### Exercise passage
☆ ☆ ☆

HUPO-PSI / mzTab

mzTab Reporting MS-based Proteomics and Metabolomics Results
https://hupo-psi.github.io/mzTab
39 stars 17 forks source link

In the case of Identification Complete mzTab files, the numbers of protein columns grow very fast because of the mandatory fields referencing ms run. #18

Closed GoogleCodeExporter closed 8 years ago

GoogleCodeExporter commented 9 years ago

[Uploading peptides_1_1_0.pride.mztab.zip…]()

In the case of Identification Complete mzTab files, the numbers of protein 
columns grow very fast because of the mandatory fields referencing ms run.

This situation is not very common but you can find it when converting a 
mzIdentML file generated with a tool like pep2pro to mztab.

As a temporary solution the file can be generated as a Identification Summary 
because in this case these fields are not mandatory.

☆ ☆ ☆

### About this exercise
Please copy everything in the mzTab issue from "mzTab Reporting MS-based" down to "es_1_1_0.pride.mztab.zip…]()", word for word.

(Referring-expression pointing data)
☆ ☆ ☆

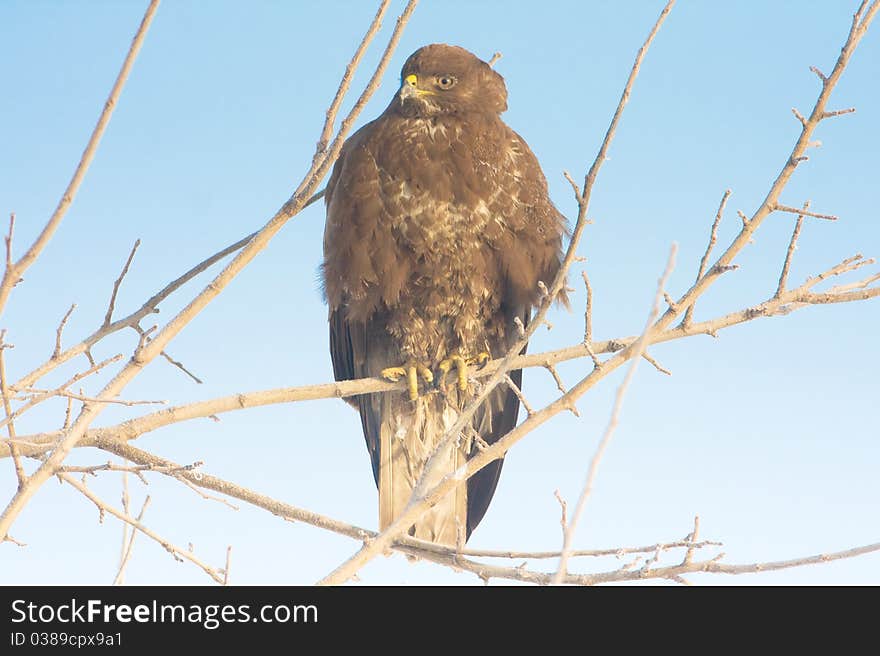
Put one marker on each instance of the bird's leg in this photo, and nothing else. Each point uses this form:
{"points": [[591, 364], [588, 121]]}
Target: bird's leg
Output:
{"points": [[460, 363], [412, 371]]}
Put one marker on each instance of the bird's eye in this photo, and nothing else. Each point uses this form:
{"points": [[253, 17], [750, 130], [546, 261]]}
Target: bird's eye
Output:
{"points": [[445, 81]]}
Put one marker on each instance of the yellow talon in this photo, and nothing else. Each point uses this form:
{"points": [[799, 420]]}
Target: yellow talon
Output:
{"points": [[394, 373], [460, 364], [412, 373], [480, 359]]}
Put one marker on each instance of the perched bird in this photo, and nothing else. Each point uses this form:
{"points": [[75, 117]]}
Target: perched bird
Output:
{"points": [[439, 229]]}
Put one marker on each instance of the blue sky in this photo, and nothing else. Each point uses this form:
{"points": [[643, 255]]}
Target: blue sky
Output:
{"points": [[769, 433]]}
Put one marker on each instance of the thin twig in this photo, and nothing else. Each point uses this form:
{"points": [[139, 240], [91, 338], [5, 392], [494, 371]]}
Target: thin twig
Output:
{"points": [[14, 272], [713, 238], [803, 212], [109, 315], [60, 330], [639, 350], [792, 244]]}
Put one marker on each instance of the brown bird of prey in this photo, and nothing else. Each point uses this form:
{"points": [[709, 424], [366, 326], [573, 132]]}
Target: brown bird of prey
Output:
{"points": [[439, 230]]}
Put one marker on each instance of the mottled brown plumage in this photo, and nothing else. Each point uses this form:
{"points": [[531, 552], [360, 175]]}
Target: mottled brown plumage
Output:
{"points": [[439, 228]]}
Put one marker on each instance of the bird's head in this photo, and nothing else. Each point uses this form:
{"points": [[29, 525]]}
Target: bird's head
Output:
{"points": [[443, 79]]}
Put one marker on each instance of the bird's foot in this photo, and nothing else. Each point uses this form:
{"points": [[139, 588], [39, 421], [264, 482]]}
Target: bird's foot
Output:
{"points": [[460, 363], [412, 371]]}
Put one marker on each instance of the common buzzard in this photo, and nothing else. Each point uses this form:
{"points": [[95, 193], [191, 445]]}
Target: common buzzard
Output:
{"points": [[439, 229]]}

☆ ☆ ☆

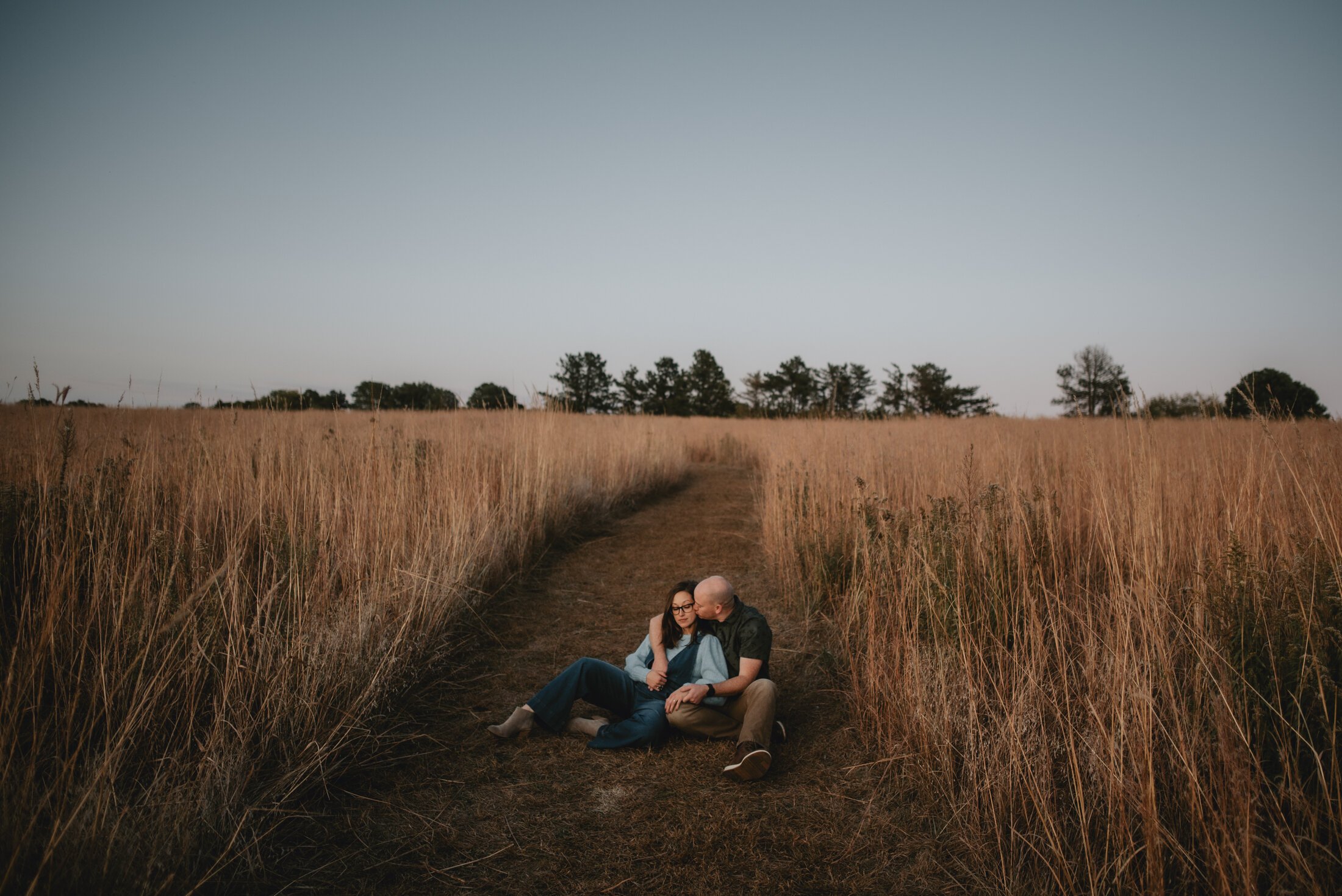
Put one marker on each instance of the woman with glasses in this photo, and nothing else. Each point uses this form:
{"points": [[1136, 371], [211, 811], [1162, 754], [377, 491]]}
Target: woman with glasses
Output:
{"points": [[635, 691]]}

☆ ☆ ☆

### Answer
mzTab Reporting MS-based Proteomics and Metabolomics Results
https://hupo-psi.github.io/mzTab
39 stars 17 forks source link

In the case of Identification Complete mzTab files, the numbers of protein columns grow very fast because of the mandatory fields referencing ms run. #18

Closed GoogleCodeExporter closed 8 years ago

GoogleCodeExporter commented 9 years ago

[Uploading peptides_1_1_0.pride.mztab.zip…]()